### Testo del documento
>>>
In un universo parallelo, Will (Winston Duke) vive da solo in una delle poche abitazioni esistenti. Non sentendo fame, sonno o dolore, tutta la sua attenzione è dedicata al suo lavoro: giudicare le anime degne di affrontare la Vita. La landa desolata che circonda la casa di Will, infatti, è popolata da anime confuse che hanno nove giorni per essere giudicate da un Interviewer ed essere scelte per un corpo umano. L’Interviewer poi seguirà le vicende delle anime selezionate tramite molteplici televisioni che riprendono la vita attraverso i loro occhi, inconsapevolmente. Ma perché Will ha il potere di giudicare le altre anime? Come si giudica un’anima? Chi è Will? E cosa succede dopo i fatidici Nine Days?

Nine Days Il potere della semplicità

Il regista Edson Oda rappresenta un universo fantasy assai semplice ma sorprendentemente efficace. La maggior parte del film è girato all’interno della casa di Will. Una casetta a schiera in stile classico americano, un po’ vecchiotta, ma assolutamente normale se non per i numerosi televisori a tubo catodico in salotto. Sembrerebbe una facile soluzione per rendere il film noioso; invece il set claustrofobico si adatta perfettamente alle sensazioni del protagonista. Essenziale, infatti, è osservare la bellezza della quotidianità. Oda non costruisce un universo completo, ma lascia questo Limbo in preda alla confusione, all’incertezza e all’impalpabilità. Intorno alla casa di Will, solo deserto (dello Utah, in questo caso), dalla luce forte e tagliente di giorno, e fumo e tenebre di notte.

Nove giorni per nove personaggi

Anche il cast è ridotto: sei anime che Will dovrà giudicare, Kyo (Benedict Wong), il suo migliore amico, Coleen, un’altra Interviewer, e Will stesso. Oda riesce a penetrare nelle radici di ogni personaggio, descrivendo profondamente la loro anima e differenziandole l’uno dall’altra senza l’uso di stereotipi (se non, forse, per il personaggio di Alexander). Ogni personaggio ha il potere di emozionare, tramite una sua personale caratteristica: la sensibilità di Mike, la tenerezza di Maria, l’arguzia di Emma (Zazie Beetz), la determinazione di Kane, la simpatia di Kyo. Durante la visione del film, il pubblico riesce ad entrare in empatia con tutti e partecipare attivamente al loro viaggio: sono infatti tutte sfaccettature di una stessa medaglia, una medaglia che Will ha perso da tempo.
<<<
### Compiti da svolgere
[A] Trascrivi fedelmente il passo del testo su Nine Days che comincia con "In un universo" e prosegue fino a "fatidici Nine Days?".
[B] Rispondi alle seguenti domande sul testo su Nine Days.
(i) Quanti giorni hanno le anime per essere giudicate da un Interviewer?
(ii) Di quale deserto si tratta intorno alla casa di Will?
(iii) Quale attore interpreta Kyo?

### Dati disponibili
>>>
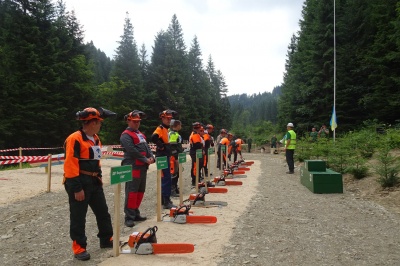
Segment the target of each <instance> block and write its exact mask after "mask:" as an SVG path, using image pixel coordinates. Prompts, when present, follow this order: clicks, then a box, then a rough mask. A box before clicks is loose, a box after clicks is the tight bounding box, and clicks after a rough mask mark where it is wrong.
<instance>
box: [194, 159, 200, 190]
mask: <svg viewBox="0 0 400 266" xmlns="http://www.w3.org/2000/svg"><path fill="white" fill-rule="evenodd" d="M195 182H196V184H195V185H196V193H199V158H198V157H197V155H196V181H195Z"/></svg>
<<<
>>>
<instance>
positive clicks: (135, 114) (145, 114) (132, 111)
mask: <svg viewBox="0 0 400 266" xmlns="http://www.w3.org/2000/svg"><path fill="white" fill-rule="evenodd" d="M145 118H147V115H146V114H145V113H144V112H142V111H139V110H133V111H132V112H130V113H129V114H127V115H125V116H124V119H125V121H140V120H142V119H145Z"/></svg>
<<<
### Soluzioni dell'esercizio
[A]
In un universo parallelo, Will (Winston Duke) vive da solo in una delle poche abitazioni esistenti. Non sentendo fame, sonno o dolore, tutta la sua attenzione è dedicata al suo lavoro: giudicare le anime degne di affrontare la Vita. La landa desolata che circonda la casa di Will, infatti, è popolata da anime confuse che hanno nove giorni per essere giudicate da un Interviewer ed essere scelte per un corpo umano. L’Interviewer poi seguirà le vicende delle anime selezionate tramite molteplici televisioni che riprendono la vita attraverso i loro occhi, inconsapevolmente. Ma perché Will ha il potere di giudicare le altre anime? Come si giudica un’anima? Chi è Will? E cosa succede dopo i fatidici Nine Days?

[B]
(i) Nove giorni.
(ii) Il deserto dello Utah.
(iii) Benedict Wong.